» **What is being asked**
From the entries that follow, copy each line in which "backpack" appears.

==== Data in this exercise

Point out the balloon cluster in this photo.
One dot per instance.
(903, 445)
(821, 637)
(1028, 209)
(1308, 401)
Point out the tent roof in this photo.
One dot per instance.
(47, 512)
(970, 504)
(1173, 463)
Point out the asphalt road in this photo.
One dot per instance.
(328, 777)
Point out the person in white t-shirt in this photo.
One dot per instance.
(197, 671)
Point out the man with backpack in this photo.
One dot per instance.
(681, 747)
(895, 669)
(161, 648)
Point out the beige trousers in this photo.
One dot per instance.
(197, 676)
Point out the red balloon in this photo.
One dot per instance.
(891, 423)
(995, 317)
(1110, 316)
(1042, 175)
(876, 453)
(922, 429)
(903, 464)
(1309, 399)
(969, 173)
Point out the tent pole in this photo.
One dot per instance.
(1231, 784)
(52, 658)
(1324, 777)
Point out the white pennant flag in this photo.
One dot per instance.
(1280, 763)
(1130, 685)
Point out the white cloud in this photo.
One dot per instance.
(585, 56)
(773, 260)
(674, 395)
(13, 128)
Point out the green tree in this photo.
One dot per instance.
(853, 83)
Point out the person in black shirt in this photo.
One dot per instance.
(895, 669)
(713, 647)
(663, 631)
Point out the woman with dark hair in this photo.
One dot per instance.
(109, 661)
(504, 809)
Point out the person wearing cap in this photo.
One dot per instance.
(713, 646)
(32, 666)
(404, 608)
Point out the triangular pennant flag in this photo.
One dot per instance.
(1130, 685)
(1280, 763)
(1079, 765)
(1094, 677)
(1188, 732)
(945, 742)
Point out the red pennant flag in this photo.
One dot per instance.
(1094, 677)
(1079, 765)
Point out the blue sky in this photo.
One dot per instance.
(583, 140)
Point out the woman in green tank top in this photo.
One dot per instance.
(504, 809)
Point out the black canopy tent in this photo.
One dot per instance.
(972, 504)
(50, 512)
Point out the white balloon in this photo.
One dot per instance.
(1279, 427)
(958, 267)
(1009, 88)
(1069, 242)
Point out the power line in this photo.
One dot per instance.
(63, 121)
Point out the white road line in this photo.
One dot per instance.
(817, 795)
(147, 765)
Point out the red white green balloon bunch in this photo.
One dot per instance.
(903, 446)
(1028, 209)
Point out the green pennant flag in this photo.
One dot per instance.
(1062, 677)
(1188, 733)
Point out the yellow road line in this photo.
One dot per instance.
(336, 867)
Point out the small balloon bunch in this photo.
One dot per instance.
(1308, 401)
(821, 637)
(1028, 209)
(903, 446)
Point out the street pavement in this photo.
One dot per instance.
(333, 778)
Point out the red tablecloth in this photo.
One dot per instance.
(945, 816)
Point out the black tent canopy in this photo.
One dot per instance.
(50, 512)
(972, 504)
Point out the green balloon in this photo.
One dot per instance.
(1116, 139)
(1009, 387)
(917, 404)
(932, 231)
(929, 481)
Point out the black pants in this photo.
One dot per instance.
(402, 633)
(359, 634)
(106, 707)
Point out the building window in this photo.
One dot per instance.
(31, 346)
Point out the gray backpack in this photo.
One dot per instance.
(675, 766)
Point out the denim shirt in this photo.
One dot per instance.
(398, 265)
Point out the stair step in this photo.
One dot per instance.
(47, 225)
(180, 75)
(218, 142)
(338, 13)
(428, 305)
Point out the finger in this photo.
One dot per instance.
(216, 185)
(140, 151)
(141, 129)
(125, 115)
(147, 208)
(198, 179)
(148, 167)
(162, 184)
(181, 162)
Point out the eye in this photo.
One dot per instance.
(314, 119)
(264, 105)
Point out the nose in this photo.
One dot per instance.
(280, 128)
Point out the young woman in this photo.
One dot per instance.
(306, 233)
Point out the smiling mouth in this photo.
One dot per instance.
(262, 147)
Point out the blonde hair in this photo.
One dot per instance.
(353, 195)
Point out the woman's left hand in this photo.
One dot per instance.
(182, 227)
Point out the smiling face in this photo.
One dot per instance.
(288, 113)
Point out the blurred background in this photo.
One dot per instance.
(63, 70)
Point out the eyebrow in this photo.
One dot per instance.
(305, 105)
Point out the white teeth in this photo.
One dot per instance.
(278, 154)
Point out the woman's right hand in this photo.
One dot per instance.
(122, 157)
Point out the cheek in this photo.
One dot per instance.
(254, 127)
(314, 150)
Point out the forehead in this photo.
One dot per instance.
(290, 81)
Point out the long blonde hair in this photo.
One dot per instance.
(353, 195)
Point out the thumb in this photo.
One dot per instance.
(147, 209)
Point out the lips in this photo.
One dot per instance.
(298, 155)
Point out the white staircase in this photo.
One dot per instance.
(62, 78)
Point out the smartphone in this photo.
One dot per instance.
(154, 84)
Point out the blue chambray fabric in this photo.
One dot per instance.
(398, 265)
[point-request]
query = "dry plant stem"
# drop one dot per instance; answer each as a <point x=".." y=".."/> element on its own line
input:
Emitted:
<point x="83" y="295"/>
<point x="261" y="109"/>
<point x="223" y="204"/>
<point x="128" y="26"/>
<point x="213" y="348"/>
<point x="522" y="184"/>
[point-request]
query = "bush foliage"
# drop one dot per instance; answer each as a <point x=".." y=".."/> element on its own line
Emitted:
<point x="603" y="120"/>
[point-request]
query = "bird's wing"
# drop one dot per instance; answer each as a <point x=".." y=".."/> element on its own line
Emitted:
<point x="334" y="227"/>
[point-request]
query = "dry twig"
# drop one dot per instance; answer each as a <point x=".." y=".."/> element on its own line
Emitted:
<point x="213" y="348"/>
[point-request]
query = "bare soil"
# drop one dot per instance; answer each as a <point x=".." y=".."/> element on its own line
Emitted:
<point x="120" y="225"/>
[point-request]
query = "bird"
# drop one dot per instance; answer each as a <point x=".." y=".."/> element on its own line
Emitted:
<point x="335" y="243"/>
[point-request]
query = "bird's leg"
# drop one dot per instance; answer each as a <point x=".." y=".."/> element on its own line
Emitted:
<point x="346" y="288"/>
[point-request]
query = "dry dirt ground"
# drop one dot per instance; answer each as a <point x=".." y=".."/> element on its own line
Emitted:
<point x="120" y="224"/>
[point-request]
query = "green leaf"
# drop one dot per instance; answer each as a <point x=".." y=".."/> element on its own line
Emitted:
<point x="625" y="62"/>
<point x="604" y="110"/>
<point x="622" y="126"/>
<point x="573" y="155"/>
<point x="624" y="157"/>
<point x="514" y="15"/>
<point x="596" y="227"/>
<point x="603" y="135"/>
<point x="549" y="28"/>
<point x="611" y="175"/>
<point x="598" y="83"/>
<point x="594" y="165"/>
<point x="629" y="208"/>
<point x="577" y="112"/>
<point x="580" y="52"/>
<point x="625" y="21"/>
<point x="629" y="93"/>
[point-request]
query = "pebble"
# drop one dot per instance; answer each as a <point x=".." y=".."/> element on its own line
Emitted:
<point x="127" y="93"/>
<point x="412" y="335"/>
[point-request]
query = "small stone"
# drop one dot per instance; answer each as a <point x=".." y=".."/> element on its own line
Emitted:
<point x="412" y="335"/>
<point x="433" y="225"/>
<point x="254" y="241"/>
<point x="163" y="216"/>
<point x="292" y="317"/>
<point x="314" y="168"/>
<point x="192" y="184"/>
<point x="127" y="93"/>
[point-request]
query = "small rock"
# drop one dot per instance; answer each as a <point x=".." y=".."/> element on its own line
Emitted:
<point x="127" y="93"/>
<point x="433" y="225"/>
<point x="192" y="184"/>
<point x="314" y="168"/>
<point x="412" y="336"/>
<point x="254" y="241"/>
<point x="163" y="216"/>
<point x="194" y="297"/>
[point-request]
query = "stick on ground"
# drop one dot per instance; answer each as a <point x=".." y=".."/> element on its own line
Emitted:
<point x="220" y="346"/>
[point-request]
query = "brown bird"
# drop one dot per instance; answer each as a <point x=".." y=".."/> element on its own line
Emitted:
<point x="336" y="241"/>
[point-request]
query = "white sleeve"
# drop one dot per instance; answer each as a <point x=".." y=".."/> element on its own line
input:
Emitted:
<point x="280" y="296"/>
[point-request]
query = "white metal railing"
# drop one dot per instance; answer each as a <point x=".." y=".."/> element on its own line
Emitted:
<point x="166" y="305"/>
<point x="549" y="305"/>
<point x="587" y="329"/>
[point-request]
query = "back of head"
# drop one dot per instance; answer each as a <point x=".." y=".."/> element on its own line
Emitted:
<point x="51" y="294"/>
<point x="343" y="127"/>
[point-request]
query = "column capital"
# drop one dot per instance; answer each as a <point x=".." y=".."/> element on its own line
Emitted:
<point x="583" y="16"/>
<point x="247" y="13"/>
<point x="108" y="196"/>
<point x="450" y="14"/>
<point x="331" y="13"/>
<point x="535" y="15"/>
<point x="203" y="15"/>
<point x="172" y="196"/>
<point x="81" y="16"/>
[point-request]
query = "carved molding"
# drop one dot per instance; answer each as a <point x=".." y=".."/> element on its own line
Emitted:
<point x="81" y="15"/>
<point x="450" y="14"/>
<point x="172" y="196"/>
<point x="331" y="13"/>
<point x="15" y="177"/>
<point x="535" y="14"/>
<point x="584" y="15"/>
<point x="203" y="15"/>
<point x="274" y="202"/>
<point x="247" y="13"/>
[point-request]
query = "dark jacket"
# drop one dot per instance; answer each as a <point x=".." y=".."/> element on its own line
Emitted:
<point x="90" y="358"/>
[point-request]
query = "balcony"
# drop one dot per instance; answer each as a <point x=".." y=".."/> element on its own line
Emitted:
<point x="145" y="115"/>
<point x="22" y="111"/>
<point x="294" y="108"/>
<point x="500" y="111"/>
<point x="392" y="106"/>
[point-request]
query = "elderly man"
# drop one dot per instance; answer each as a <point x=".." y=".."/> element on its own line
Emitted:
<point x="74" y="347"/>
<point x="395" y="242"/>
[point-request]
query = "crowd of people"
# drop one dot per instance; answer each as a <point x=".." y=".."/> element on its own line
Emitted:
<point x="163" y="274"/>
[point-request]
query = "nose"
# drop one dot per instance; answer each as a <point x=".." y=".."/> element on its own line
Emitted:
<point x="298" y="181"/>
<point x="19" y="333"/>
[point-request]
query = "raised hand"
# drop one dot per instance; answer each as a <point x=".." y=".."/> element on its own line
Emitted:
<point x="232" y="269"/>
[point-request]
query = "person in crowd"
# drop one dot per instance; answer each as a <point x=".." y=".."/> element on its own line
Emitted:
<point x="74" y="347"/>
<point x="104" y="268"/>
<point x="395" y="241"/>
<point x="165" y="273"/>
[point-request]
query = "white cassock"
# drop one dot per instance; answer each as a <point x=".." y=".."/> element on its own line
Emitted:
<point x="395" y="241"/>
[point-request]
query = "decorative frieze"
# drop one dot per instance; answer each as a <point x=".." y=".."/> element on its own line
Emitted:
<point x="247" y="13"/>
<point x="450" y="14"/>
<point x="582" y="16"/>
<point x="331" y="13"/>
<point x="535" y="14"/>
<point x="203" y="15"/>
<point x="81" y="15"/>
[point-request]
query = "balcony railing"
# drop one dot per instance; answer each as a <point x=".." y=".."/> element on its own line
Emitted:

========

» **Exercise result**
Point out the man with backpack in this photo.
Point out the gray backpack in this photo.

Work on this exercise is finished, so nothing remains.